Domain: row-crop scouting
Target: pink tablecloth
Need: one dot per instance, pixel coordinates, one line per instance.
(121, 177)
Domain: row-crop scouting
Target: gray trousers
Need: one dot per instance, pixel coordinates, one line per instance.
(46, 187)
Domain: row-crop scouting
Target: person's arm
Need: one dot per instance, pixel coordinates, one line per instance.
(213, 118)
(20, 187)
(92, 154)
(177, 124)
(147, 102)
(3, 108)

========================

• _Task directions_: Each entry above is to be quoted exactly.

• _Exercise response_:
Domain: row-crop scouting
Target: pink tablecloth
Need: one dot per instance, pixel coordinates, one line per instance.
(121, 177)
Domain: row-crop scouting
Target: gray trousers
Need: one dot per instance, pixel coordinates, one line per instance.
(46, 187)
Domain: row-crop scouting
Target: person's arm
Need: one dot per instance, pixel coordinates, one line per instance.
(213, 118)
(20, 187)
(92, 154)
(177, 124)
(147, 102)
(3, 108)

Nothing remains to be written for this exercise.